# To do:
Can you output the lines of the records below, from the line containing "Target: studded leather armor" down to the final line, both ends included, as a JSON list of strings with one string per line and no blank lines?
============
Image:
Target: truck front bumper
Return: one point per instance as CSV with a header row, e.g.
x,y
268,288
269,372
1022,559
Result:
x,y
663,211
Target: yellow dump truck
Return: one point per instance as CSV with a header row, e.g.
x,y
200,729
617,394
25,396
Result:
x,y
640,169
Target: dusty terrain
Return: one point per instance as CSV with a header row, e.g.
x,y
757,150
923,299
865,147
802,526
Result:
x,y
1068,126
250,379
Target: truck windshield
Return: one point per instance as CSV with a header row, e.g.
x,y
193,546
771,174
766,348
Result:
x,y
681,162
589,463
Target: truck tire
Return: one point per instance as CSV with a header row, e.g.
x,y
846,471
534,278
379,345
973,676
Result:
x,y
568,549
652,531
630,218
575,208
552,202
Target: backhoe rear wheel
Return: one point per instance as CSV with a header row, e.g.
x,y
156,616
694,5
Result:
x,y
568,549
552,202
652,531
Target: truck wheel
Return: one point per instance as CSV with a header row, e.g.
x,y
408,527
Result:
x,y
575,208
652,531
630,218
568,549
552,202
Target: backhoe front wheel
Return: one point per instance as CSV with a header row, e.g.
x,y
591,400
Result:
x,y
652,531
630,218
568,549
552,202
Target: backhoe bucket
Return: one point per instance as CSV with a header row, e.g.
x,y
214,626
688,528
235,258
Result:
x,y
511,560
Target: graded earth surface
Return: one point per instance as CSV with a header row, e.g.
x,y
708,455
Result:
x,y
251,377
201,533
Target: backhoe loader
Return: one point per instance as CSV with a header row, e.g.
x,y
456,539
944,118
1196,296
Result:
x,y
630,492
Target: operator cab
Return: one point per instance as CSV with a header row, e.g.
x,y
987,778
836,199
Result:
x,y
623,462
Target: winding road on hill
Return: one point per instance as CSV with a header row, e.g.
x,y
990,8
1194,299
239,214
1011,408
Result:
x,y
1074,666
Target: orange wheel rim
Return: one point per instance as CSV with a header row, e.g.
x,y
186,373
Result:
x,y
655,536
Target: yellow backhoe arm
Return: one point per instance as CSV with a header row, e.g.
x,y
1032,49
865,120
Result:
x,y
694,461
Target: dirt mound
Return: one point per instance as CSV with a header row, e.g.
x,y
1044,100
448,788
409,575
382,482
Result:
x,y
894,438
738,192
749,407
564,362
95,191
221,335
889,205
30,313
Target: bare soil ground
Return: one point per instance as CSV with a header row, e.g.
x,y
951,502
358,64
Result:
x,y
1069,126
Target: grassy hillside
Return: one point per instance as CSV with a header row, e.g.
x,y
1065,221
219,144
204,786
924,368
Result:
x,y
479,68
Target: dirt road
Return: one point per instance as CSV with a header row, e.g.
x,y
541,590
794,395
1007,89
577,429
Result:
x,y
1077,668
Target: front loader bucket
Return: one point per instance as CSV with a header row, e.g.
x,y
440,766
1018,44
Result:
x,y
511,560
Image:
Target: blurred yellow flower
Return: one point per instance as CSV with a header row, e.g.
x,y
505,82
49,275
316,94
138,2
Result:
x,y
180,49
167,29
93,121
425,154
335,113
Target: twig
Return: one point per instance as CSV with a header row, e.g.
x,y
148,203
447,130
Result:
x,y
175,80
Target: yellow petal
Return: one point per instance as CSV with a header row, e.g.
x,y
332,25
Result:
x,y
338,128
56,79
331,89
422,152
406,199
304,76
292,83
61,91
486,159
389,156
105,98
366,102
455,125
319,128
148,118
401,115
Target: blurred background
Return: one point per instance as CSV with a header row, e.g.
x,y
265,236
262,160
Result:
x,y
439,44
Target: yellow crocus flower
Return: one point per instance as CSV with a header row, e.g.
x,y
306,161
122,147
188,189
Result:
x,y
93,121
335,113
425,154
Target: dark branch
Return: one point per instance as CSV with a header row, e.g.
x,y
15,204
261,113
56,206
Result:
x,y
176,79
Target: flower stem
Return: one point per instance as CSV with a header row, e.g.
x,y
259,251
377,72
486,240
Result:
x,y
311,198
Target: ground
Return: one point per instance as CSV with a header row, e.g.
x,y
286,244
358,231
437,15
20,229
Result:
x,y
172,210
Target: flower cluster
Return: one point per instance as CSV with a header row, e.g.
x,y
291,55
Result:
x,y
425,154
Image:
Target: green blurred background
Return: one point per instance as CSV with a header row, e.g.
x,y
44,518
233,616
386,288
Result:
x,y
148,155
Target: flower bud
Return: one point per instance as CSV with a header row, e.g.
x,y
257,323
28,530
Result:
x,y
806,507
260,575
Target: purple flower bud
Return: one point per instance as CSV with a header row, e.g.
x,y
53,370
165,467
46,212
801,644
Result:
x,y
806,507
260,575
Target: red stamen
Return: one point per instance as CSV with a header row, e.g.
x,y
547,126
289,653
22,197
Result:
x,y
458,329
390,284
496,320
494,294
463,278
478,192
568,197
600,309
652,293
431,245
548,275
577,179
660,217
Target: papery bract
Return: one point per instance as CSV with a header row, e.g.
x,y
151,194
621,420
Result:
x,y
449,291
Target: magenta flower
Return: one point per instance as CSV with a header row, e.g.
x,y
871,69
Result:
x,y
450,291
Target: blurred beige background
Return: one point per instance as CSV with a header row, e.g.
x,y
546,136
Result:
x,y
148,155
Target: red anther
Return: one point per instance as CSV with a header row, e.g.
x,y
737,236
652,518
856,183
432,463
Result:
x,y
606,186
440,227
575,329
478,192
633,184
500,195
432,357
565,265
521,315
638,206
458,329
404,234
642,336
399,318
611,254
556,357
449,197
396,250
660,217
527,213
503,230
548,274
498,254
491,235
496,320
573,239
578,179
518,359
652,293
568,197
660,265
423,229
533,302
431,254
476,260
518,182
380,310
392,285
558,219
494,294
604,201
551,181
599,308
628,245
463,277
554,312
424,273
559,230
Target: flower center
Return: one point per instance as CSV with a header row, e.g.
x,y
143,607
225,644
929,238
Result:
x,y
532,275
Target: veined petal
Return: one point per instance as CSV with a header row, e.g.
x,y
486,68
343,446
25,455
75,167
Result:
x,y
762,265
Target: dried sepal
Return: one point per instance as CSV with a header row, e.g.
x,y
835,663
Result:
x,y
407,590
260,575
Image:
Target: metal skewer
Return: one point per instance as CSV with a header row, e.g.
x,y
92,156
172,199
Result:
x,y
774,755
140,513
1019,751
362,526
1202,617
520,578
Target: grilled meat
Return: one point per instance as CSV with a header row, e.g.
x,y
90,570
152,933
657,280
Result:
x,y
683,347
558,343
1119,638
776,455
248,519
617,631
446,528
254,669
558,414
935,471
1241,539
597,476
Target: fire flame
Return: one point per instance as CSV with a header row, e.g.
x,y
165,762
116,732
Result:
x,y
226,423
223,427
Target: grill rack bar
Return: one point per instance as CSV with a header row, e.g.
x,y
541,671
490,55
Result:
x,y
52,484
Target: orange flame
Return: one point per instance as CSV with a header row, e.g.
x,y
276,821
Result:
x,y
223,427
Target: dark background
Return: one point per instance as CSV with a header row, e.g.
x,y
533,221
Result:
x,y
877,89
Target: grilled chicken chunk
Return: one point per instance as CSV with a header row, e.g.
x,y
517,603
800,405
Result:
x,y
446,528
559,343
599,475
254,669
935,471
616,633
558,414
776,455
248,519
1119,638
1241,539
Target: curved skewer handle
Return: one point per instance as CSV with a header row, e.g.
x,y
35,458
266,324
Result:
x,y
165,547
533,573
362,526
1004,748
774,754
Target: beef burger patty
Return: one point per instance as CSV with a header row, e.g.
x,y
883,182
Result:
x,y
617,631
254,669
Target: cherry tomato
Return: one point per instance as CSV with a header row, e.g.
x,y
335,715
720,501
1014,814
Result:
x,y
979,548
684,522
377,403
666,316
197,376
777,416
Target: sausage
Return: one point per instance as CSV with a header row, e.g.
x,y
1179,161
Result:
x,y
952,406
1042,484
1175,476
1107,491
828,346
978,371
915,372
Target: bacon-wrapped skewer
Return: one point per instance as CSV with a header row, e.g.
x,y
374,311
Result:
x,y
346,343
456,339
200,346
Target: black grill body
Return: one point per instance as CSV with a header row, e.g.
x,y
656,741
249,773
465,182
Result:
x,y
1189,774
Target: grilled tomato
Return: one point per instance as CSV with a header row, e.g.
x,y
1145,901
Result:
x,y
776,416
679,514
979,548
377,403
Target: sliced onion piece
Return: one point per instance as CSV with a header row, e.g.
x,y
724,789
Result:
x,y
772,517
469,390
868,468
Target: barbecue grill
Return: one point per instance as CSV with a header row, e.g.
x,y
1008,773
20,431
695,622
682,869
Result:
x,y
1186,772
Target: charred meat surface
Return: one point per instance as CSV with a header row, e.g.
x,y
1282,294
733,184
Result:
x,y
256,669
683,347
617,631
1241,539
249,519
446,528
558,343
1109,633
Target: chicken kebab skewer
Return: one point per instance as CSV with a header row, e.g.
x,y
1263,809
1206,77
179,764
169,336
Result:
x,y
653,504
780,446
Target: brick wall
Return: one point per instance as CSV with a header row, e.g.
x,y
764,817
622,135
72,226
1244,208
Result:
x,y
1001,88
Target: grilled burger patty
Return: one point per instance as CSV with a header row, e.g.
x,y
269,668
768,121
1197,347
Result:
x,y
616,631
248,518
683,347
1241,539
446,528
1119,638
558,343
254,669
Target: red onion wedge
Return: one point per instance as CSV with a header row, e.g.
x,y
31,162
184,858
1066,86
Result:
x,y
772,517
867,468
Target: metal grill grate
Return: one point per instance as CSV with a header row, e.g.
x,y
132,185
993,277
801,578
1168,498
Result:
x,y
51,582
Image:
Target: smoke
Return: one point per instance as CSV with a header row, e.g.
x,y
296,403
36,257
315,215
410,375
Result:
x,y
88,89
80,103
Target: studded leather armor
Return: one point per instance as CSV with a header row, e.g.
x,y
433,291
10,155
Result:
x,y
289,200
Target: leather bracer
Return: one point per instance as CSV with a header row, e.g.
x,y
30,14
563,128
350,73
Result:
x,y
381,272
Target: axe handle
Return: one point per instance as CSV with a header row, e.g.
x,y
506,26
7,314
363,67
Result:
============
# Exercise response:
[
  "Target: studded leather armor",
  "Return: one point per instance as CSV with a header row, e.g.",
  "x,y",
  "433,291",
  "10,155",
  "Result:",
  "x,y",
  "289,200",
  "Target: leather bracer",
  "Return: one point per instance as CSV with a header row, e.g.",
  "x,y",
  "30,14",
  "563,128",
  "350,73",
  "Result:",
  "x,y",
  "381,272",
  "Target: axe handle",
  "Return: one point per instance as CSV with a header row, e.g.",
  "x,y",
  "506,26",
  "7,314",
  "363,67",
  "Result:"
]